== Extracted text ==

The role of long-term care

Ontario’s long-term care homes provide care and support to more than 115,000 people and their families every year. Long-term care homes provide 24/7 nursing care and supervision, primary medical care, help with daily activities and interests, and a safe, caring home environment. The vast majority of people who live in long-term care have some form of cognitive impairment and physical frailty, along with chronic health conditions that have seriously compromised their health.  

An invaluable part of the health care system
As part of the health care system, long-term care homes are licensed and funded by the Ministry of Health and Long-Term Care to provide care for people who need a level of support beyond what is possible at home. Residents also pay a fee for their accommodation. Although most of us hope to age at home indefinitely, it simply isn’t possible for everyone, particularly for people with Alzheimer’s disease and other forms of dementia. An estimated 70% of people with dementia will eventually need long-term care.

== Work instruction A ==
Say whether each statement agrees with the text on long-term care, answering yes or no and quoting the words of the text that decide it: (i) Long-term care homes are licensed and funded by the Ministry of Health and Long-Term Care. (ii) Residents of long-term care homes pay nothing toward their accommodation. (iii) An estimated half of people with dementia will eventually need long-term care.
== Work instruction B ==
Write out the stretch of the text on long-term care from "Ontario’s long-term care" through "compromised their health.", swapping "supervision" for "oversight".
The listing after the text is separate material, not part of the text on long-term care.

== Record extracts ==
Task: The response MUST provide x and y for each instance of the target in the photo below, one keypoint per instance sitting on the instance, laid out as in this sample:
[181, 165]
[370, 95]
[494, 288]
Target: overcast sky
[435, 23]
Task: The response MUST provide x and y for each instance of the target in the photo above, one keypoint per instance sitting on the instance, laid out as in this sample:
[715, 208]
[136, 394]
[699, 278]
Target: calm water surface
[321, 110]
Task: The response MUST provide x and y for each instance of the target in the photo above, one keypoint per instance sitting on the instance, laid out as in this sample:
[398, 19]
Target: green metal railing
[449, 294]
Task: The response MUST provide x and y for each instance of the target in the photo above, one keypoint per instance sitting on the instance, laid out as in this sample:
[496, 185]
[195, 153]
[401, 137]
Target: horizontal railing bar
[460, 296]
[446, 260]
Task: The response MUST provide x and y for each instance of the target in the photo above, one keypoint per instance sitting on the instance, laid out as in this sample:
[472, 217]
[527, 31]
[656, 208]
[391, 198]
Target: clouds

== Exercise response A ==
(i) Yes: "long-term care homes are licensed and funded by the Ministry of Health and Long-Term Care"
(ii) No: "Residents also pay a fee for their accommodation."
(iii) No: "An estimated 70% of people with dementia will eventually need long-term care."

== Exercise response B ==
Ontario’s long-term care homes provide care and support to more than 115,000 people and their families every year. Long-term care homes provide 24/7 nursing care and oversight, primary medical care, help with daily activities and interests, and a safe, caring home environment. The vast majority of people who live in long-term care have some form of cognitive impairment and physical frailty, along with chronic health conditions that have seriously compromised their health.